Records drawn from a dataset
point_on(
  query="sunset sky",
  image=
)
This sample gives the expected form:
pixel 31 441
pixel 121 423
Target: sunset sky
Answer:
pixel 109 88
...
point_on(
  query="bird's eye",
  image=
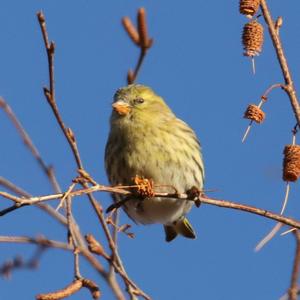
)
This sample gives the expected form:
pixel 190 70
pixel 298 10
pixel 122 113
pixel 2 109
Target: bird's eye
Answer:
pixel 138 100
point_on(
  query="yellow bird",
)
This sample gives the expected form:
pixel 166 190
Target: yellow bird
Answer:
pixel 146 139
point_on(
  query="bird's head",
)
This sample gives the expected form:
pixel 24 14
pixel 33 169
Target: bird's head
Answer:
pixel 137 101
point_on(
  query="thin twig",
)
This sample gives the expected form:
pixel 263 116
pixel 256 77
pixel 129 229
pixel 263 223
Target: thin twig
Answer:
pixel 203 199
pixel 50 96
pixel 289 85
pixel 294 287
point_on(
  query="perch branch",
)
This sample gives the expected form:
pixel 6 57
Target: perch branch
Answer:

## TASK BRIEF
Report each line in the preceding entries that holds the string "branch".

## EXERCISE RESPONSE
  query="perch branch",
Target: perch branch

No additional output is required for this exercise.